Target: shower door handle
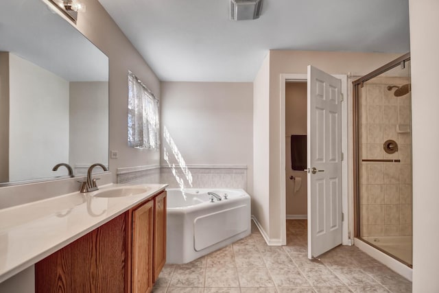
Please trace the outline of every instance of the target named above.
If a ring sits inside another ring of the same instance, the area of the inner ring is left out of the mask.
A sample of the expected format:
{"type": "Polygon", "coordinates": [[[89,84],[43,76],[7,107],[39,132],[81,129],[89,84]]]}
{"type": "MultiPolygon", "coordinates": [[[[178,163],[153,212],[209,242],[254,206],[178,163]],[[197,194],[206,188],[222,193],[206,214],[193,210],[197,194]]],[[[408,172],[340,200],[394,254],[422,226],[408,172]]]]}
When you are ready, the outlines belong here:
{"type": "Polygon", "coordinates": [[[319,170],[316,167],[313,167],[311,169],[311,172],[313,174],[315,174],[317,172],[324,172],[324,170],[319,170]]]}

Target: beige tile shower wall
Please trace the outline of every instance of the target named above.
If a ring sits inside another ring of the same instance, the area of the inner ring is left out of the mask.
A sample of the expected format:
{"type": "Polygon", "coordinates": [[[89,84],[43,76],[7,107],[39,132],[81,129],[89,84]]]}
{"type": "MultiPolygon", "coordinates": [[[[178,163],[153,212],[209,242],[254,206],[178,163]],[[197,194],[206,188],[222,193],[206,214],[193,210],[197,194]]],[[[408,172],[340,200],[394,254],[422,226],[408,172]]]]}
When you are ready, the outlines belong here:
{"type": "Polygon", "coordinates": [[[394,97],[388,84],[408,82],[382,78],[361,89],[361,154],[362,159],[400,159],[401,163],[361,164],[361,236],[412,235],[411,134],[399,133],[399,124],[411,123],[410,95],[394,97]],[[392,139],[398,152],[387,154],[383,143],[392,139]]]}

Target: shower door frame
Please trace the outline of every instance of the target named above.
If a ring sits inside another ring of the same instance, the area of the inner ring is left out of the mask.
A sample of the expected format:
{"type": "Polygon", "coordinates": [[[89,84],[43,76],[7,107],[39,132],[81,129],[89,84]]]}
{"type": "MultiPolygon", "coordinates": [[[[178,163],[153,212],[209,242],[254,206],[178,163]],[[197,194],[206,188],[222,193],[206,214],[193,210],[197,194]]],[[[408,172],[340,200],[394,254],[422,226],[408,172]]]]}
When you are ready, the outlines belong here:
{"type": "Polygon", "coordinates": [[[364,240],[359,235],[360,230],[360,221],[359,221],[359,195],[360,195],[360,185],[359,185],[359,89],[363,87],[363,84],[368,80],[370,80],[390,69],[397,67],[398,65],[405,66],[405,63],[407,61],[410,60],[410,53],[407,53],[401,57],[387,63],[385,65],[381,66],[377,69],[374,70],[370,73],[366,74],[360,78],[354,80],[353,83],[353,191],[354,191],[354,236],[359,238],[361,241],[365,242],[368,244],[378,249],[379,250],[385,253],[390,257],[397,259],[399,261],[408,266],[412,268],[412,266],[405,263],[401,259],[399,259],[396,256],[391,255],[387,251],[380,248],[379,247],[373,245],[368,241],[364,240]]]}

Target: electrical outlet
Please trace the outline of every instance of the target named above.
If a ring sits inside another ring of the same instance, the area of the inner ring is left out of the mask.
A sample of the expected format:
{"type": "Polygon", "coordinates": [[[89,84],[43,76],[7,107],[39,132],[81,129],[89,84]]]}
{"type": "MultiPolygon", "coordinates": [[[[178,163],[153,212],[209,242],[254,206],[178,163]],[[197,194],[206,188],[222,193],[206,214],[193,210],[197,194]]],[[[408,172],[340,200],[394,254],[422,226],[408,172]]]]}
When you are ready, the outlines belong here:
{"type": "Polygon", "coordinates": [[[110,159],[117,159],[119,157],[119,153],[117,150],[110,151],[110,159]]]}

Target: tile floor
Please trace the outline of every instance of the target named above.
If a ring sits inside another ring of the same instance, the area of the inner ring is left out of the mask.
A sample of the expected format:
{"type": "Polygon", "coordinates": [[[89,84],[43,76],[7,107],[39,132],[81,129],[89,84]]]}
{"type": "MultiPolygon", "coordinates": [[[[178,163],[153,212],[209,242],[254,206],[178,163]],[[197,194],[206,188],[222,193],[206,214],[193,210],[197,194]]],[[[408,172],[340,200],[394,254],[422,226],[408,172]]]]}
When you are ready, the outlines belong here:
{"type": "Polygon", "coordinates": [[[412,283],[355,246],[338,246],[320,261],[307,257],[307,222],[287,220],[285,246],[252,234],[182,265],[167,264],[153,292],[394,292],[412,283]]]}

**Set exercise:** Rewrite every line from the one containing "Target: tile floor" through the end of the items, adding 81 to each coordinate in the traced answer outline. Leave all other lines, including the sample format lines, unchanged.

**Solution:**
Target: tile floor
Please trace the outline of every instance of the target named above.
If a ring sits inside another ring of the same instance, the area of the inner ring is left out of the mask.
A sample of the expected format:
{"type": "Polygon", "coordinates": [[[89,84],[43,76],[7,107],[39,132],[81,129],[89,84]]]}
{"type": "MultiPolygon", "coordinates": [[[[178,163],[153,212],[209,242],[254,206],[178,163]],[[197,194],[206,188],[222,193],[206,214],[193,210],[197,194]]],[[[408,172],[340,200],[394,254],[422,226],[408,172]]]]}
When you are ready, the outlines belong here:
{"type": "Polygon", "coordinates": [[[493,364],[436,327],[419,327],[401,342],[388,338],[388,303],[368,301],[366,327],[333,315],[263,346],[248,345],[234,373],[475,373],[493,364]]]}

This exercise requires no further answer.